* Exercise directions:
Only some lines are wanted. Transcribe, exactly, the lines below from the line with "the white cup" up to and including the line with "of the kraft".

** The input follows **

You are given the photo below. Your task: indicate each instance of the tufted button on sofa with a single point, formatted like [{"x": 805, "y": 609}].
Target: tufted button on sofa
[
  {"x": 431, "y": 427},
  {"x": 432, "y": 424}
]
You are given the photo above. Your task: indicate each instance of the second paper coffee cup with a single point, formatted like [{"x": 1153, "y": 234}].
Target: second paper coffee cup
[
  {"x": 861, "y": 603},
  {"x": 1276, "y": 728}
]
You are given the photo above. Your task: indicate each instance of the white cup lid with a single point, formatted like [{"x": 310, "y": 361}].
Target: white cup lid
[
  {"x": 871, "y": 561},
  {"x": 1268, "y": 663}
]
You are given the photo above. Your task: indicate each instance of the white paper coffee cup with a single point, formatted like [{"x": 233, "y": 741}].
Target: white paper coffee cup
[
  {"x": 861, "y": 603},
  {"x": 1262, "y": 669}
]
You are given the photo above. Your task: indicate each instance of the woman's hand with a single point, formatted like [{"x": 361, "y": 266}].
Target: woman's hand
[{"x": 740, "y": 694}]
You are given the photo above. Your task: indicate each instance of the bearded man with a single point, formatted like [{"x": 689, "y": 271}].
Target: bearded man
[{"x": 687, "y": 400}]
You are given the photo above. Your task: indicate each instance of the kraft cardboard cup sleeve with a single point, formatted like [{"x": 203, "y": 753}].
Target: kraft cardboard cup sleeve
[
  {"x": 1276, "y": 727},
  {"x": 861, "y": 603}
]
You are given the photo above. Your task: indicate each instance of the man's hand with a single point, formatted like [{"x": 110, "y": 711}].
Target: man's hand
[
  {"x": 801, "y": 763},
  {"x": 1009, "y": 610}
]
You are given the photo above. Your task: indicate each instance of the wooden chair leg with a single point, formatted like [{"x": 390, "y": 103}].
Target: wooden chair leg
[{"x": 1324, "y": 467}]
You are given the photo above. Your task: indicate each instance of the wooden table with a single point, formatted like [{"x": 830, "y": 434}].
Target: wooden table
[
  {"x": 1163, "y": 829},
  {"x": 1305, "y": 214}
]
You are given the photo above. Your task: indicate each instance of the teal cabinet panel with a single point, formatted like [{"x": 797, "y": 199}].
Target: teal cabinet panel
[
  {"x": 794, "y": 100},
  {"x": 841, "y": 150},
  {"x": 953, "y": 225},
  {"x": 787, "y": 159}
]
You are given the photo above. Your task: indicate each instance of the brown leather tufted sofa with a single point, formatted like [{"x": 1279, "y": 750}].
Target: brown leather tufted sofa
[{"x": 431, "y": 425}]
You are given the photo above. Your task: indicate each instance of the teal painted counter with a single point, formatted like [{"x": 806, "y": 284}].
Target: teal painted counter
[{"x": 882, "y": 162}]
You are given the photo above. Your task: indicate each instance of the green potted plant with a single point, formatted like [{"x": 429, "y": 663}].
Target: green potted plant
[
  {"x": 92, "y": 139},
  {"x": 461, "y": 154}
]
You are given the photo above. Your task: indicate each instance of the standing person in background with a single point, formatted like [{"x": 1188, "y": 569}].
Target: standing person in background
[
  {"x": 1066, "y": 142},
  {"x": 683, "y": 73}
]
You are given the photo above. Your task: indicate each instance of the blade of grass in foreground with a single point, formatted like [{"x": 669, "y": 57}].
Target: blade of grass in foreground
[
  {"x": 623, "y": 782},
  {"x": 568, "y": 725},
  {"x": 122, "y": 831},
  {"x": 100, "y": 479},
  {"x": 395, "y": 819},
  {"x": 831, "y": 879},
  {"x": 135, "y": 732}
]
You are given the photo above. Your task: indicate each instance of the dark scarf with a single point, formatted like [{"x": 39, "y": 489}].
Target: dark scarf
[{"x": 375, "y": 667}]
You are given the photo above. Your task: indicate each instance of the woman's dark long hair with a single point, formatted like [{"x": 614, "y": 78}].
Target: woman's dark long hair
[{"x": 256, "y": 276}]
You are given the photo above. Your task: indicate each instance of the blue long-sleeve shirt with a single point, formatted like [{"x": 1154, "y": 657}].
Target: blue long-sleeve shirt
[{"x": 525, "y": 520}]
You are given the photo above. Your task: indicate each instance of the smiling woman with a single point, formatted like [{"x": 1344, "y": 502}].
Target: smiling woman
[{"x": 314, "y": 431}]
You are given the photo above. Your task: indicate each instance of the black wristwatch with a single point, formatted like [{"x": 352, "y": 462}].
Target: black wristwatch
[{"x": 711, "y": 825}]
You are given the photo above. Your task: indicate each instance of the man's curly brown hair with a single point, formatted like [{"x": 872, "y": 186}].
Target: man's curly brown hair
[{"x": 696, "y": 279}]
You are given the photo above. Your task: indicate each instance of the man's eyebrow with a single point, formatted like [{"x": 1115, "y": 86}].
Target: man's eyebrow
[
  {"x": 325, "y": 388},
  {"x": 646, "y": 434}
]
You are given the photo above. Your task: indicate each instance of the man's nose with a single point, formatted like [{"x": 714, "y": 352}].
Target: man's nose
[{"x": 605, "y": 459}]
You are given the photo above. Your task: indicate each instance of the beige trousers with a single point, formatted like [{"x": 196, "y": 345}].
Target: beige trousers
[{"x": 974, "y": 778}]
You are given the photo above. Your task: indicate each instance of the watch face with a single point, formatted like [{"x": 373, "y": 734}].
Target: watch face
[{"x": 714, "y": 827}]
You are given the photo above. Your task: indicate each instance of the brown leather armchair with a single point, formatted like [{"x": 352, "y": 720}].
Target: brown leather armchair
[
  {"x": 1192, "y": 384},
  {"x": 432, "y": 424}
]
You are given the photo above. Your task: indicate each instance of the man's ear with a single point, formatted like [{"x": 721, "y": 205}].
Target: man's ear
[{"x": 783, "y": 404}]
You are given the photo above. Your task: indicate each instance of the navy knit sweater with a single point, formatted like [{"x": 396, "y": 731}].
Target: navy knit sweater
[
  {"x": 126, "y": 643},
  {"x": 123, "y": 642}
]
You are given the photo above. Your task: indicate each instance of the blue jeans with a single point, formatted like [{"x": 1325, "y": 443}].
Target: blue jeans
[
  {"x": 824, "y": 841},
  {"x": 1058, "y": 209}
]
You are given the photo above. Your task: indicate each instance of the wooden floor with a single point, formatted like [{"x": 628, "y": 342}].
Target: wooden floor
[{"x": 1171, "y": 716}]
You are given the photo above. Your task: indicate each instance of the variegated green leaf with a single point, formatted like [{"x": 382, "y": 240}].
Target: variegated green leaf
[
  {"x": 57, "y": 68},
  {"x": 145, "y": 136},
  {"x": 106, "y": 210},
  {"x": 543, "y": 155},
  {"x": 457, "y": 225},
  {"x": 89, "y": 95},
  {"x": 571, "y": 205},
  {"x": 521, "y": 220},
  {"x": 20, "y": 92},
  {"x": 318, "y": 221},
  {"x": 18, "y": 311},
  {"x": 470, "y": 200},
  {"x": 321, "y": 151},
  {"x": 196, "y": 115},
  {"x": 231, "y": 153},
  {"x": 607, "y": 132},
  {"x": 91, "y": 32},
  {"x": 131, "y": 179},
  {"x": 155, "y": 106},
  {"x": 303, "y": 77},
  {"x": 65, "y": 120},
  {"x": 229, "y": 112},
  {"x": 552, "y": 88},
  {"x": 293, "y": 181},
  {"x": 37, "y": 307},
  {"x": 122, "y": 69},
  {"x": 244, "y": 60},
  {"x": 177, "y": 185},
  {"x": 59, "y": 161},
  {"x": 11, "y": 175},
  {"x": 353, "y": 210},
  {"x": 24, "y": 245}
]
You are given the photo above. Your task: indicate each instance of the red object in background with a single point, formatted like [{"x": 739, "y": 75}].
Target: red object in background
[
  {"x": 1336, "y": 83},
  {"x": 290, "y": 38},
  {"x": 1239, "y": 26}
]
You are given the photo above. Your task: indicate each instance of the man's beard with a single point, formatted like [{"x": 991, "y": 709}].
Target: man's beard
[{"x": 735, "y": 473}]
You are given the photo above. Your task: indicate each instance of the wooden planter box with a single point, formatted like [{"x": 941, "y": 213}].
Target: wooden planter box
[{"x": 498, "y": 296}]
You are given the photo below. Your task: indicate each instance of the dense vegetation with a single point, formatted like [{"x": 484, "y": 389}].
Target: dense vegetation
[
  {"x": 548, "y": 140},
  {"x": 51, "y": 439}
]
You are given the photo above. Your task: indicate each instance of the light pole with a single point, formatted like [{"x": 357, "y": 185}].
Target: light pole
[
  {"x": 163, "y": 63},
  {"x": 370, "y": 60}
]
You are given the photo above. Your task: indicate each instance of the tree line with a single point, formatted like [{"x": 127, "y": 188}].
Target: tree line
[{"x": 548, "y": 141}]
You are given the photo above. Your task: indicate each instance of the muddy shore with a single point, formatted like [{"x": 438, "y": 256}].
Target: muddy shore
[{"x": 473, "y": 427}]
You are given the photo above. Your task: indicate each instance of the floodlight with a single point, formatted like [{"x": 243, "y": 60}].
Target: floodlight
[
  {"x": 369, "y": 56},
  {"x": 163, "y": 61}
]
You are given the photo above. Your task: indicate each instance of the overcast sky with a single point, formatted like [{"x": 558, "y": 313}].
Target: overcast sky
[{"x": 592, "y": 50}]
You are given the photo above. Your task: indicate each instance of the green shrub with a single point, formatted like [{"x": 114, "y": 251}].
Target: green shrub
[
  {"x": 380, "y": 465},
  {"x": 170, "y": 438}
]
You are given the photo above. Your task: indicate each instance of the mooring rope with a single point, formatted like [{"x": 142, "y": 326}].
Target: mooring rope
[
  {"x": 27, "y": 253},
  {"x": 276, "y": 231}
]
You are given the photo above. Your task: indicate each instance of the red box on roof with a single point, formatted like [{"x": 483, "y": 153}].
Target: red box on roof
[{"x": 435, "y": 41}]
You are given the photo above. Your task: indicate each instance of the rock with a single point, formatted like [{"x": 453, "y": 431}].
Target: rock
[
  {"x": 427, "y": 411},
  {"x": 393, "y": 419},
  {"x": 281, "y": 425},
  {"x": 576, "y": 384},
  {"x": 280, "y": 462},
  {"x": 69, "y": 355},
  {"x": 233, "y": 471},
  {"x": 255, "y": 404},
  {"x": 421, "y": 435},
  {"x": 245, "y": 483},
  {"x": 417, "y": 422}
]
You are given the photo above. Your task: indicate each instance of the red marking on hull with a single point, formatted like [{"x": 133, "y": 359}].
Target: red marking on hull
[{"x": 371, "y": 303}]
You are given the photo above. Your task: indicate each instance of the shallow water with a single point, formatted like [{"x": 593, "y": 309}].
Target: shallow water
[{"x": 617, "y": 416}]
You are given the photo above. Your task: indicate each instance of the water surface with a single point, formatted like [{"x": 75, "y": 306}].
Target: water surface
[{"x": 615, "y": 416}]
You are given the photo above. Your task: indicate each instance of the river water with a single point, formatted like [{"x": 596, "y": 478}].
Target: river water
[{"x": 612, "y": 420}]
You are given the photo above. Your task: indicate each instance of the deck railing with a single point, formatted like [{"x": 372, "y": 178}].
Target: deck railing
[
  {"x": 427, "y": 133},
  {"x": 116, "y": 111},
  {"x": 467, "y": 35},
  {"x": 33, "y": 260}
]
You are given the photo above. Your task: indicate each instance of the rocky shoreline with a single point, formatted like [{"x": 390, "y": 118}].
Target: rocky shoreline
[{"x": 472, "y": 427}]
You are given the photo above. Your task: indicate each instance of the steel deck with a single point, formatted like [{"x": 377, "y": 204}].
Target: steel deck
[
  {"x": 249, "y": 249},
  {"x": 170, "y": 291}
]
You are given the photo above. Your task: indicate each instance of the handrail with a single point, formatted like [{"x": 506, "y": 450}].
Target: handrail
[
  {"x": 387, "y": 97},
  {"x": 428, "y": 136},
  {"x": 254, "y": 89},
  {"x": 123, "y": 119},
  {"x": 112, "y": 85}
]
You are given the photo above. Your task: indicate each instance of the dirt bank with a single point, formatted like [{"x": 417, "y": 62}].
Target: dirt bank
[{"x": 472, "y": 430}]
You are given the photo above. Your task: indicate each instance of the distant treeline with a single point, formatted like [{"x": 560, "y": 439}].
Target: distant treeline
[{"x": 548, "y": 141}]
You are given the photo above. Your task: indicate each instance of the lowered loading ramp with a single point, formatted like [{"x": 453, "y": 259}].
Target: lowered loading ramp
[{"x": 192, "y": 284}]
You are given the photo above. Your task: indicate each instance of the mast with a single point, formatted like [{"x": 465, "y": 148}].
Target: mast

** End of The input **

* Answer section:
You are given the photo above. Your task: indicate each instance of the white cup lid with a single point, formatted like [{"x": 310, "y": 361}].
Target: white cup lid
[
  {"x": 871, "y": 561},
  {"x": 1268, "y": 663}
]
You are given the photo above. Your task: indicate each instance of the white paper coffee cup with a single point, formatted like [{"x": 233, "y": 741}].
Target: white paper coffee cup
[
  {"x": 861, "y": 603},
  {"x": 1262, "y": 669}
]
You are given the photo above. Your task: indicate each instance of the woman's hand with a single point, formatted like [{"x": 361, "y": 266}].
Target: woman's hand
[{"x": 740, "y": 694}]
You are given the photo above. Your task: indicate each instance of the bearded man with a single point, formatted like [{"x": 689, "y": 271}].
Target: bearded man
[{"x": 687, "y": 400}]
You are given the photo above. Your task: indicate each instance of the kraft cardboard cup sleeve with a single point, formatted like [{"x": 203, "y": 753}].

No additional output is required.